• PROMPT A: The Lily Tung Crystal biography says she was eventually the only founding artistic director left at Ferocious Lotus Theater Company. Using the biography, explain how that came about.
• PROMPT B: Continue the Lily Tung Crystal biography from its final sentence.

Asian American theater director

Lily Tung Crystal is a Chinese American actor, singer and theater director known for her leadership in Asian American theater.

== Early life and education ==
Tung Crystal is a Chinese American native of South Bay, Los Angeles. She studied at the American Conservatory Theater’s Studio Program, Cornell University, where she earned a degree in English, and the Columbia University School of the Arts.

== Career ==
During the 1990s, Tung Crystal worked as a freelance journalist in Shanghai, contributing arts and culture coverage to publications and outlets such as The New York Times, The Wall Street Journal, NBC News, and Public Radio International’s The World. She also launched Shanghai Talk, the city's first English-language magazine. While in China, she acted on stage, including as Amanda in Noël Coward’s Private Lives, and sang in the blues band Hot Tofu.

After returning to the United States, Tung Crystal worked in television and film, producing nonfiction programming for the Discovery Channel and appearing in the 2015 film Steve Jobs, while also obtaining certification as a leadership coach from the Hudson Institute and remaining active in theater.

Tung Crystal was a 2009 Theatre Bay Area Titan Award recipient, which led to the development of the Bay Area Asian American Actors Collective and, in 2010, to her co-founding the Ferocious Lotus Theater Company in the San Francisco Bay Area with actor Leon Goertzen; she served as its co-founding artistic director until Goertzen stepped down to serve as a casting director, after which Crystal was the only founding artistic director left.

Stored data
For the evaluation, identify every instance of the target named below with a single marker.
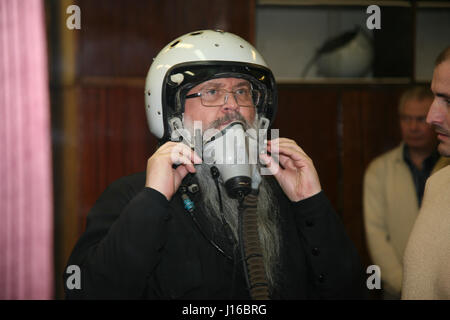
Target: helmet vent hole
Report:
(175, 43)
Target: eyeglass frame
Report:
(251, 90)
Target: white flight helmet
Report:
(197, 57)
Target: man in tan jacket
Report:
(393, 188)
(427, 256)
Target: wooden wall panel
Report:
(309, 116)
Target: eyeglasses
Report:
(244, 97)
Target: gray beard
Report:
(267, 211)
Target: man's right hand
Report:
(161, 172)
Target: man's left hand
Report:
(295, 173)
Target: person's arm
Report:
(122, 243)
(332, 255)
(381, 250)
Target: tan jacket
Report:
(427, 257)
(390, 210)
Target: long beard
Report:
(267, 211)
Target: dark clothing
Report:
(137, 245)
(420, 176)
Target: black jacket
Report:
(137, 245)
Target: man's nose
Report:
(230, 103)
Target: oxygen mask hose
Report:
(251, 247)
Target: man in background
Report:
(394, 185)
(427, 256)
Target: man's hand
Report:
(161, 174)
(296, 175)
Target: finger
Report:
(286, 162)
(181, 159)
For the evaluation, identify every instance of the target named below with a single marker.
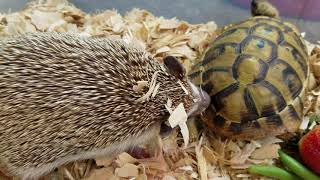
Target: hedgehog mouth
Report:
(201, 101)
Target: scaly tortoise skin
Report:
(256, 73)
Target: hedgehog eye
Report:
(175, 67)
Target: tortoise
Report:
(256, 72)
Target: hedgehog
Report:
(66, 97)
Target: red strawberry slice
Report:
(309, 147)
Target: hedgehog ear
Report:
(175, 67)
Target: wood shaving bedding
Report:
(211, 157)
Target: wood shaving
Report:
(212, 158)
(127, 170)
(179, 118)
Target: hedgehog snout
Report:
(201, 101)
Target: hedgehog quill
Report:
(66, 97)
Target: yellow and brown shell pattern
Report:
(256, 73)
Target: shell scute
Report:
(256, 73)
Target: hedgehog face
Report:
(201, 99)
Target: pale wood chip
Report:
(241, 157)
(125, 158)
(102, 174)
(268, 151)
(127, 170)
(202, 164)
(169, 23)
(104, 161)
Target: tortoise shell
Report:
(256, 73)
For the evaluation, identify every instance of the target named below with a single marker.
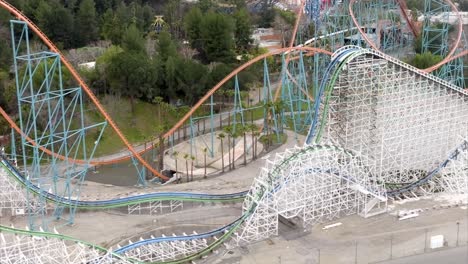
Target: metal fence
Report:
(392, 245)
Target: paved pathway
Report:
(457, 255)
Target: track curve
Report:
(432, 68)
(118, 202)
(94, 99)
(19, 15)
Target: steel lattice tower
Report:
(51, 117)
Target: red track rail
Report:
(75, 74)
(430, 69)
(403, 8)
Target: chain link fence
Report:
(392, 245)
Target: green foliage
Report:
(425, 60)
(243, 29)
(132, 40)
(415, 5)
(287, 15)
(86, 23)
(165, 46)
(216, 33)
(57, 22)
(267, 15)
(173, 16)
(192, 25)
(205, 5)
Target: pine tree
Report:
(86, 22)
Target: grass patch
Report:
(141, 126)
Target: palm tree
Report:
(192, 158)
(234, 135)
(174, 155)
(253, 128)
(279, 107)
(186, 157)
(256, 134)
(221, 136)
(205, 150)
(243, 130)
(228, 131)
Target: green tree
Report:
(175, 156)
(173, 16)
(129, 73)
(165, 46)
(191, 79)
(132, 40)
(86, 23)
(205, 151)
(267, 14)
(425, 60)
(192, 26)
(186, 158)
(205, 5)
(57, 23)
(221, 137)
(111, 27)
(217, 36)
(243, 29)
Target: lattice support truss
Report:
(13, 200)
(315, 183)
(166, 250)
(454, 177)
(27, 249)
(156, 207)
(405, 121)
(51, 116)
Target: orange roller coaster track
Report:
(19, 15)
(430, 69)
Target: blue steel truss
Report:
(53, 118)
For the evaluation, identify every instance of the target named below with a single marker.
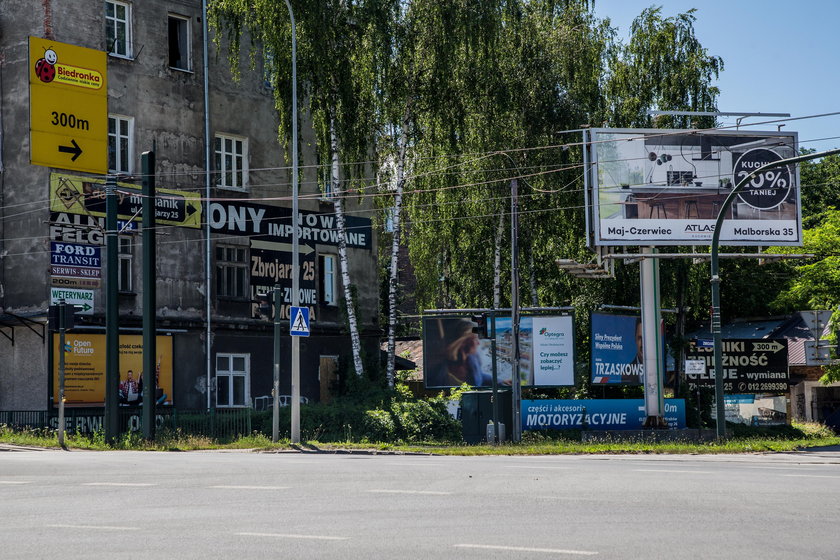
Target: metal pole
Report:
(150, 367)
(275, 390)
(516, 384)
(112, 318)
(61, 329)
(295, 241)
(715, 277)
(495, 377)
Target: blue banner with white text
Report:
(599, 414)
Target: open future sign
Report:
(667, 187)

• WRITTEN ANSWER A: Tung Crystal co-founded Ferocious Lotus Theater Company in 2010 with actor Leon Goertzen, and both served as co-founding artistic directors. Goertzen later stepped down to become a casting director, so Tung Crystal was the only founding artistic director who remained.

• WRITTEN ANSWER B:
In 2016, Tung Crystal was named to the YBCA 100, an annual list by the Yerba Buena Center for the Arts recognizing 100 people, organizations, and movements using arts and culture as a catalyst for change. From 2019 through to the 2024–2025 season, she was the artistic director of Theater Mu in Minneapolis-Saint Paul, serving in the company's first female co-leadership team alongside managing director Anh Thu T. Pham. In her role, she expanded the company's focus beyond Chinese American narratives to include more Southeast Asian, South Asian, and Southwest Asian American stories and artists. Under their joint leadership, the theater's budget grew from $650,000 to $1.3 million, and a fellowship program was established to nurture Asian American talent both onstage and backstage.

In 2024, Tung Crystal returned to Los Angeles to become artistic director of East West Players, the nation's oldest and largest Asian American theater company, ahead of its 60th anniversary season. She succeeded Snehal Desai, who left in 2023 to lead the Center Theatre Group, and joined managing director Eugene J. Hutchins in the company's newly implemented co-leadership model. Tung Crystal is the second woman to serve as artistic director in the company's history, following Nobu McCarthy’s tenure from 1989 to 1993.

== Personal life ==
Tung Crystal is married to musician Eric Crystal, a saxophonist and multi-instrumentalist for Boz Scaggs. The couple has one son.